**Exercises**.
1 - In the bridge text, how many galvanized wires make up each cable?
2 - Decide whether each statement agrees with the bridge text, and quote the deciding words: (a) The main span measures 2,310 feet. (b) The two main cables are set 25 ¾ inches apart. (c) The bridge has 1,192 suspender ropes.
3 - Reproduce the part of the bridge text that opens with the words containing "The twin suspension" and closes with "the entire bridge.".

As soon as the towers and anchorages were built, the footwalks or “catwalks,” were built on each cable. They stretched from anchorage to anchorage and hung just far enough below the curve of the cable so workmen could guide the wires into their correct positions as they were laid by the spinning wheel.

The twin suspension bridges consist of two main cables, 25 ¾ inches in diameter, and 66 feet apart. The cables stretch from anchorage to anchorage, hanging from the tops of the two towers forming a main span of 2,310 feet and two side spans of 1,160 feet. Each cable consists of 17,464 galvanized wires 0.195 inch in diameter. In the main cable there are 38,200,000 pounds of wire, with a total length of 71,000 miles.

There are 1,192 suspender ropes that are 2 ¼ inch, which were hung by being placed in the form of an inverted “U” with the curved parts resting in the grooves of the cable band. Each rope consists of six strands of 19 wires twisted around a wire rope center having seven strands of seven wires. There is 226,000 lineal feet of suspender rope in the entire bridge.

Collection entries:
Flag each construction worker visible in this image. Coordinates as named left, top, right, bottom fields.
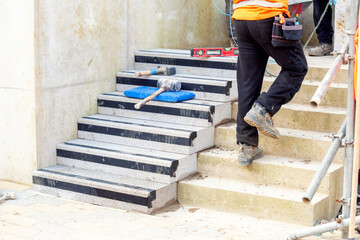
left=308, top=0, right=334, bottom=56
left=232, top=0, right=308, bottom=165
left=225, top=0, right=237, bottom=47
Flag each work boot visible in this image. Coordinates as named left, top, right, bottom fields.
left=309, top=43, right=333, bottom=56
left=230, top=38, right=237, bottom=47
left=244, top=102, right=280, bottom=139
left=238, top=143, right=263, bottom=166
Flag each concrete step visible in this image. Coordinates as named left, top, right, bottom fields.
left=198, top=148, right=343, bottom=218
left=266, top=56, right=348, bottom=84
left=178, top=177, right=329, bottom=226
left=116, top=70, right=237, bottom=102
left=56, top=139, right=197, bottom=183
left=135, top=49, right=347, bottom=83
left=33, top=165, right=176, bottom=214
left=78, top=114, right=214, bottom=154
left=215, top=123, right=345, bottom=163
left=198, top=148, right=342, bottom=194
left=98, top=92, right=231, bottom=127
left=232, top=102, right=346, bottom=133
left=262, top=77, right=348, bottom=108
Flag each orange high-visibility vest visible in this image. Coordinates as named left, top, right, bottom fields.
left=232, top=0, right=290, bottom=20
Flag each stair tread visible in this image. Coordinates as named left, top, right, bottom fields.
left=200, top=148, right=342, bottom=172
left=33, top=165, right=169, bottom=195
left=116, top=70, right=232, bottom=86
left=264, top=76, right=348, bottom=88
left=57, top=139, right=188, bottom=166
left=99, top=91, right=223, bottom=111
left=181, top=176, right=328, bottom=204
left=135, top=48, right=347, bottom=69
left=234, top=102, right=347, bottom=116
left=217, top=122, right=332, bottom=142
left=282, top=103, right=346, bottom=115
left=79, top=114, right=204, bottom=135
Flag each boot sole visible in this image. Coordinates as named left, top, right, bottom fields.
left=238, top=152, right=264, bottom=166
left=244, top=117, right=280, bottom=139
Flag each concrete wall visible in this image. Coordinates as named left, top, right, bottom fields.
left=0, top=0, right=229, bottom=184
left=0, top=0, right=37, bottom=183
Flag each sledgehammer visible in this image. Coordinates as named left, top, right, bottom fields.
left=135, top=67, right=176, bottom=77
left=134, top=79, right=181, bottom=109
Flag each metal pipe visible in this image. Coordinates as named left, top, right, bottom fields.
left=302, top=119, right=346, bottom=203
left=288, top=216, right=360, bottom=240
left=342, top=0, right=359, bottom=239
left=310, top=40, right=349, bottom=107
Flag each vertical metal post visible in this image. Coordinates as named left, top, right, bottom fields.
left=342, top=0, right=358, bottom=239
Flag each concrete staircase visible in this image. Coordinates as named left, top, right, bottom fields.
left=33, top=48, right=233, bottom=214
left=135, top=50, right=347, bottom=225
left=33, top=49, right=347, bottom=225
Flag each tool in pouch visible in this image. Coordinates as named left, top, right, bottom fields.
left=271, top=14, right=302, bottom=47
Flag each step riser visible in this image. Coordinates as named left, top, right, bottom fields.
left=57, top=139, right=197, bottom=183
left=262, top=80, right=347, bottom=108
left=198, top=153, right=343, bottom=197
left=33, top=184, right=176, bottom=214
left=78, top=124, right=214, bottom=154
left=98, top=95, right=231, bottom=127
left=266, top=64, right=348, bottom=83
left=57, top=151, right=197, bottom=183
left=33, top=165, right=177, bottom=214
left=135, top=60, right=236, bottom=78
left=215, top=128, right=345, bottom=163
left=178, top=183, right=328, bottom=226
left=135, top=56, right=348, bottom=83
left=232, top=103, right=346, bottom=133
left=116, top=72, right=237, bottom=102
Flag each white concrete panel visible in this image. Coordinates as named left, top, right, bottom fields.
left=0, top=88, right=37, bottom=184
left=0, top=0, right=35, bottom=89
left=37, top=0, right=127, bottom=89
left=127, top=0, right=230, bottom=68
left=37, top=81, right=113, bottom=168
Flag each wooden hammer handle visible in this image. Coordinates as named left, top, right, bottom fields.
left=135, top=68, right=166, bottom=77
left=135, top=70, right=152, bottom=77
left=134, top=87, right=165, bottom=109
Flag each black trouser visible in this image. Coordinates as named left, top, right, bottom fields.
left=313, top=0, right=334, bottom=44
left=225, top=0, right=235, bottom=38
left=235, top=18, right=307, bottom=146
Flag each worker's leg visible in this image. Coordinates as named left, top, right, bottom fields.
left=225, top=0, right=236, bottom=47
left=308, top=0, right=334, bottom=56
left=257, top=18, right=308, bottom=116
left=244, top=18, right=307, bottom=138
left=234, top=21, right=269, bottom=146
left=313, top=0, right=334, bottom=44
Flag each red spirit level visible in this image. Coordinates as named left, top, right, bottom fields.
left=191, top=48, right=239, bottom=57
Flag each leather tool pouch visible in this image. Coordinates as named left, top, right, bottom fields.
left=271, top=17, right=302, bottom=47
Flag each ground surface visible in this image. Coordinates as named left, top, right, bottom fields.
left=0, top=182, right=354, bottom=240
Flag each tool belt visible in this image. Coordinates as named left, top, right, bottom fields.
left=271, top=15, right=302, bottom=47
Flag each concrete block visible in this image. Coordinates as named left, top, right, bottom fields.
left=33, top=165, right=176, bottom=214
left=215, top=123, right=345, bottom=163
left=78, top=114, right=214, bottom=154
left=98, top=92, right=231, bottom=127
left=262, top=77, right=348, bottom=108
left=135, top=49, right=347, bottom=83
left=178, top=177, right=329, bottom=226
left=232, top=102, right=346, bottom=133
left=116, top=70, right=237, bottom=102
left=57, top=139, right=197, bottom=183
left=198, top=148, right=343, bottom=194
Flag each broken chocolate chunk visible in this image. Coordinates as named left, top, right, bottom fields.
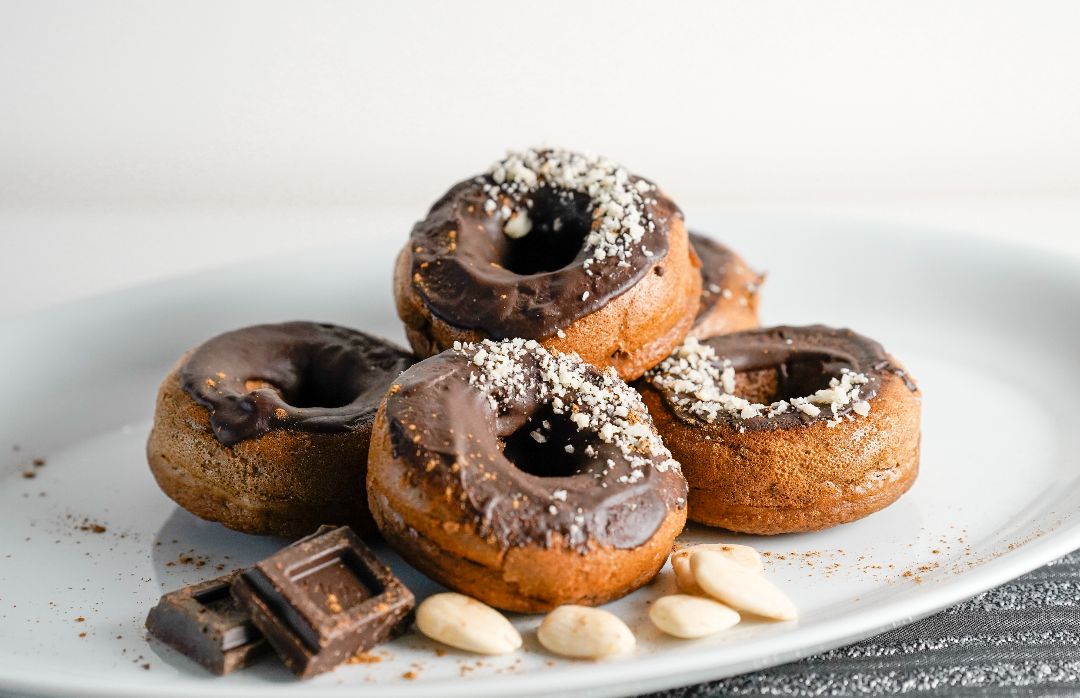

**Outputs by task**.
1 - Each cable consists of 17,464 galvanized wires.

2 -
(a) Yes: "forming a main span of 2,310 feet"
(b) No: "25 ¾ inches in diameter, and 66 feet apart"
(c) Yes: "There are 1,192 suspender ropes"

3 -
The twin suspension bridges consist of two main cables, 25 ¾ inches in diameter, and 66 feet apart. The cables stretch from anchorage to anchorage, hanging from the tops of the two towers forming a main span of 2,310 feet and two side spans of 1,160 feet. Each cable consists of 17,464 galvanized wires 0.195 inch in diameter. In the main cable there are 38,200,000 pounds of wire, with a total length of 71,000 miles.

There are 1,192 suspender ropes that are 2 ¼ inch, which were hung by being placed in the form of an inverted “U” with the curved parts resting in the grooves of the cable band. Each rope consists of six strands of 19 wires twisted around a wire rope center having seven strands of seven wires. There is 226,000 lineal feet of suspender rope in the entire bridge.